[Saved entries]

»»

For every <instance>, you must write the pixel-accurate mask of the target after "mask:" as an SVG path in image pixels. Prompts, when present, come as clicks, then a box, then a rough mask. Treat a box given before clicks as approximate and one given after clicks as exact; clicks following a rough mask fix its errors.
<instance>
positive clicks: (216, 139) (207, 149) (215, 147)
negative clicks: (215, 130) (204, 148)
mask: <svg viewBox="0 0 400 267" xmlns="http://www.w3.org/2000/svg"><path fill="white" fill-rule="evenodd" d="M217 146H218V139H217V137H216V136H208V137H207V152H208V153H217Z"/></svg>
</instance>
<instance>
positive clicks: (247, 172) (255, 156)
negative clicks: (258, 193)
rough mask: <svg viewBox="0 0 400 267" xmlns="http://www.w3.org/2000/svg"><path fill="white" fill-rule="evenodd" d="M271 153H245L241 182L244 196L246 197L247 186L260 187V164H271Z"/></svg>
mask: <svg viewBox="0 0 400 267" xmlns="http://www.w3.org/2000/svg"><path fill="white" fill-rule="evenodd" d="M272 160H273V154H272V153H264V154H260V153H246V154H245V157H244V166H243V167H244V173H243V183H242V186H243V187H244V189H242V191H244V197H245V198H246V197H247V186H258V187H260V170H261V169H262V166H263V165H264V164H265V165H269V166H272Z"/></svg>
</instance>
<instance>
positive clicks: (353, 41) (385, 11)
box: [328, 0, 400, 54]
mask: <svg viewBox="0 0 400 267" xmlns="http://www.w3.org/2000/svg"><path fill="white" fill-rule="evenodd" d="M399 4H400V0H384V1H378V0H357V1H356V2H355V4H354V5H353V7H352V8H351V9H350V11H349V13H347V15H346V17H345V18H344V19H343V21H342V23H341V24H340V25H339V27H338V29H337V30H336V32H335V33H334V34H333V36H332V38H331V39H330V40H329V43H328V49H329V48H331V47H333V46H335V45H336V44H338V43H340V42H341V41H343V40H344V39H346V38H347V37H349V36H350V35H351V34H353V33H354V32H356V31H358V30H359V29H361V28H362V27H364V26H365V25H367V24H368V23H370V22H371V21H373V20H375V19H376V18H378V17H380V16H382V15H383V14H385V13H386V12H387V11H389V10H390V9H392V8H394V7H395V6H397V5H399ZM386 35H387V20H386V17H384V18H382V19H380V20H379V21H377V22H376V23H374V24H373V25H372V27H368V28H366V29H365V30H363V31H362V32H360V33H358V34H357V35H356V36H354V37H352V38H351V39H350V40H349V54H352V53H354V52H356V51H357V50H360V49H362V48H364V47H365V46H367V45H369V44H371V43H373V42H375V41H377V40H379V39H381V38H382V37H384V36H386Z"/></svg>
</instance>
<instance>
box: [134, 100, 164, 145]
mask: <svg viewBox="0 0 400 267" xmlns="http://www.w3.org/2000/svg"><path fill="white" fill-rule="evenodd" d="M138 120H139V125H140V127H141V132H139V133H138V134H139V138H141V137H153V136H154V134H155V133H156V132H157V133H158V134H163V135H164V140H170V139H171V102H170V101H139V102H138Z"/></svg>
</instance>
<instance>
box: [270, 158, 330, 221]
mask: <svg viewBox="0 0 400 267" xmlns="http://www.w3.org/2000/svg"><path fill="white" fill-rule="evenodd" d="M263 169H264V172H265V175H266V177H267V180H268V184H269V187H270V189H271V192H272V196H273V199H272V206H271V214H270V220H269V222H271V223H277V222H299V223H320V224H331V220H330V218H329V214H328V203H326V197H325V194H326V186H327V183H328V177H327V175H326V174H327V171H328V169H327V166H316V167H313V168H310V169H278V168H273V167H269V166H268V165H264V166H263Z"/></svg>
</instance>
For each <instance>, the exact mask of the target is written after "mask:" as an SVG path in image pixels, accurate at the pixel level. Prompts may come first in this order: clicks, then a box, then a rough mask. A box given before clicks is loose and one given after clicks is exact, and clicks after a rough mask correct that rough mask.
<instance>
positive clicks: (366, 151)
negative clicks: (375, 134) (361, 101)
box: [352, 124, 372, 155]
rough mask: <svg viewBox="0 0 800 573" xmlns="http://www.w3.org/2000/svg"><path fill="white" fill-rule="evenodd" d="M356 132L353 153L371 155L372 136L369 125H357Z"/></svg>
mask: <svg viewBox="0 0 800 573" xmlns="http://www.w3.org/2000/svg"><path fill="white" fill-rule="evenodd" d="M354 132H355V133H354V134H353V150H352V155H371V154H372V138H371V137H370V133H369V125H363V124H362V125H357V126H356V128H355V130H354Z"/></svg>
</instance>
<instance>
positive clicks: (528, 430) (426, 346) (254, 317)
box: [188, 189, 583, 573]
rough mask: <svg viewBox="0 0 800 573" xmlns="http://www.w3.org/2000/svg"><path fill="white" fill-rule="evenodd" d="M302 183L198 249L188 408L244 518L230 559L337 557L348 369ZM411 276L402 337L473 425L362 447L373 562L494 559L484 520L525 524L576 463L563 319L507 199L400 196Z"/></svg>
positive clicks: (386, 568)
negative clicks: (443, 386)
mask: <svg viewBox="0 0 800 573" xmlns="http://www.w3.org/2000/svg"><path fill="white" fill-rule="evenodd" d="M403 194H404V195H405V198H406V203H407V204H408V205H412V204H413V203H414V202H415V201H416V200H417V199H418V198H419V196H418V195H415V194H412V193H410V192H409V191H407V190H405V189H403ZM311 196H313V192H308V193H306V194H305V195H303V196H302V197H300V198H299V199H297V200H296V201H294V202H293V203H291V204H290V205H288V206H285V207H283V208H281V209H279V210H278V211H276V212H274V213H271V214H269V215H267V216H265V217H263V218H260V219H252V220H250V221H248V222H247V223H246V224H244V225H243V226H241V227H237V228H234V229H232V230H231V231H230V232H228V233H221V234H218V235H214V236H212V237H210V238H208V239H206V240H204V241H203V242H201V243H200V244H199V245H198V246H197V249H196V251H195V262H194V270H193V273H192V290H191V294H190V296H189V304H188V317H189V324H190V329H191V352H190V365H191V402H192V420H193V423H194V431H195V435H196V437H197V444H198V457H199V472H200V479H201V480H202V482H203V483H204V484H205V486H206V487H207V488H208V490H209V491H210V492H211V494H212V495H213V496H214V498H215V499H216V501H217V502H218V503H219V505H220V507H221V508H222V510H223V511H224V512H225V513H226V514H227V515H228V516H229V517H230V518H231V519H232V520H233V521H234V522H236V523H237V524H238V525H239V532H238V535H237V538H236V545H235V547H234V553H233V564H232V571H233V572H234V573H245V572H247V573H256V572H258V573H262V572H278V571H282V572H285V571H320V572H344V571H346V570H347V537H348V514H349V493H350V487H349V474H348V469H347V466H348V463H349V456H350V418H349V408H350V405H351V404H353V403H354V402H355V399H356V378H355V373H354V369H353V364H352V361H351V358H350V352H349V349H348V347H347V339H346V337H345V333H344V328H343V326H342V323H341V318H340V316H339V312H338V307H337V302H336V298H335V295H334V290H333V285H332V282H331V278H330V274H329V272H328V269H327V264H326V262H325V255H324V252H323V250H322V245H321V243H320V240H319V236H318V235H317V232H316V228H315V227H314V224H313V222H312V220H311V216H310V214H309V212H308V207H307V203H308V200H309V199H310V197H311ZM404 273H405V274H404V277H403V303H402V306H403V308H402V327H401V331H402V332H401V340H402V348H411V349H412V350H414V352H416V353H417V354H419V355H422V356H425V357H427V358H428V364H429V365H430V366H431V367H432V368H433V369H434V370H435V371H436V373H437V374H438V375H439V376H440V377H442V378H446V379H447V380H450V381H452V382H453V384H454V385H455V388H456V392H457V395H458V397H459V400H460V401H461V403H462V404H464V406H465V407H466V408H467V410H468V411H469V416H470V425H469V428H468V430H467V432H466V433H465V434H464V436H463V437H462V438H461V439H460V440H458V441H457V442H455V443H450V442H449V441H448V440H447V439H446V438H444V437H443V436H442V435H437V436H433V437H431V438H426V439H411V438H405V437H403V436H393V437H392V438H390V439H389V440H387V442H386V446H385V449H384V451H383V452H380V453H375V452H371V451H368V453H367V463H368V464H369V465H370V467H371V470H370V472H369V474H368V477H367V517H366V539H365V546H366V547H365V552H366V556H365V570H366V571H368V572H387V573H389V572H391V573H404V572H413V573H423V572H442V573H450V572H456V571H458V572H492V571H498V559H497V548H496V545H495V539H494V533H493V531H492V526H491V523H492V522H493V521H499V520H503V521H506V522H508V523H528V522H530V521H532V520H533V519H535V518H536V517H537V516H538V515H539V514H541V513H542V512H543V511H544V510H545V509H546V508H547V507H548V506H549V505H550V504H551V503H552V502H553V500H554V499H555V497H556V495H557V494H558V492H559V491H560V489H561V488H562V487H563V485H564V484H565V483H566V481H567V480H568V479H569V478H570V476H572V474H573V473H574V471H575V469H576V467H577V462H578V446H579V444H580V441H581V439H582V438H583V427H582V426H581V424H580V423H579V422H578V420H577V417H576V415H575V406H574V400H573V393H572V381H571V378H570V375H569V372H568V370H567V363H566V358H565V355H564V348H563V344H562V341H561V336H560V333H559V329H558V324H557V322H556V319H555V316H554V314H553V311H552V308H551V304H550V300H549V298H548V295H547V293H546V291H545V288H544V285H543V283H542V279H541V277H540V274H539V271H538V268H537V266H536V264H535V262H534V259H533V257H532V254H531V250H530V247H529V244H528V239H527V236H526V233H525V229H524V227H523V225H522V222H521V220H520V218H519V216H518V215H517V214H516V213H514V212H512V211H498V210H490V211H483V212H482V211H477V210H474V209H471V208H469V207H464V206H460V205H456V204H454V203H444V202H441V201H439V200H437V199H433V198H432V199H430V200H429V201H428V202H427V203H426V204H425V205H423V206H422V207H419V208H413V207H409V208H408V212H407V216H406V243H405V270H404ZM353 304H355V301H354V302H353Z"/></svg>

««

--- Exercise brief ---
Copy out the range of lines above starting at the line with "positive clicks: (247, 172) (255, 156)" and ending at the line with "positive clicks: (353, 41) (385, 11)", exactly and including both.

--- Response below ---
positive clicks: (247, 172) (255, 156)
negative clicks: (258, 193)
rough mask: <svg viewBox="0 0 400 267" xmlns="http://www.w3.org/2000/svg"><path fill="white" fill-rule="evenodd" d="M271 153H245L241 182L244 196L246 197L247 186L260 187V164H271Z"/></svg>
mask: <svg viewBox="0 0 400 267" xmlns="http://www.w3.org/2000/svg"><path fill="white" fill-rule="evenodd" d="M272 160H273V154H272V153H264V154H260V153H246V154H245V157H244V166H243V167H244V173H243V183H242V186H243V187H244V189H242V191H244V197H245V198H246V197H247V186H258V187H260V170H261V169H262V166H263V165H264V164H265V165H269V166H272Z"/></svg>
</instance>
<instance>
positive clicks: (353, 41) (385, 11)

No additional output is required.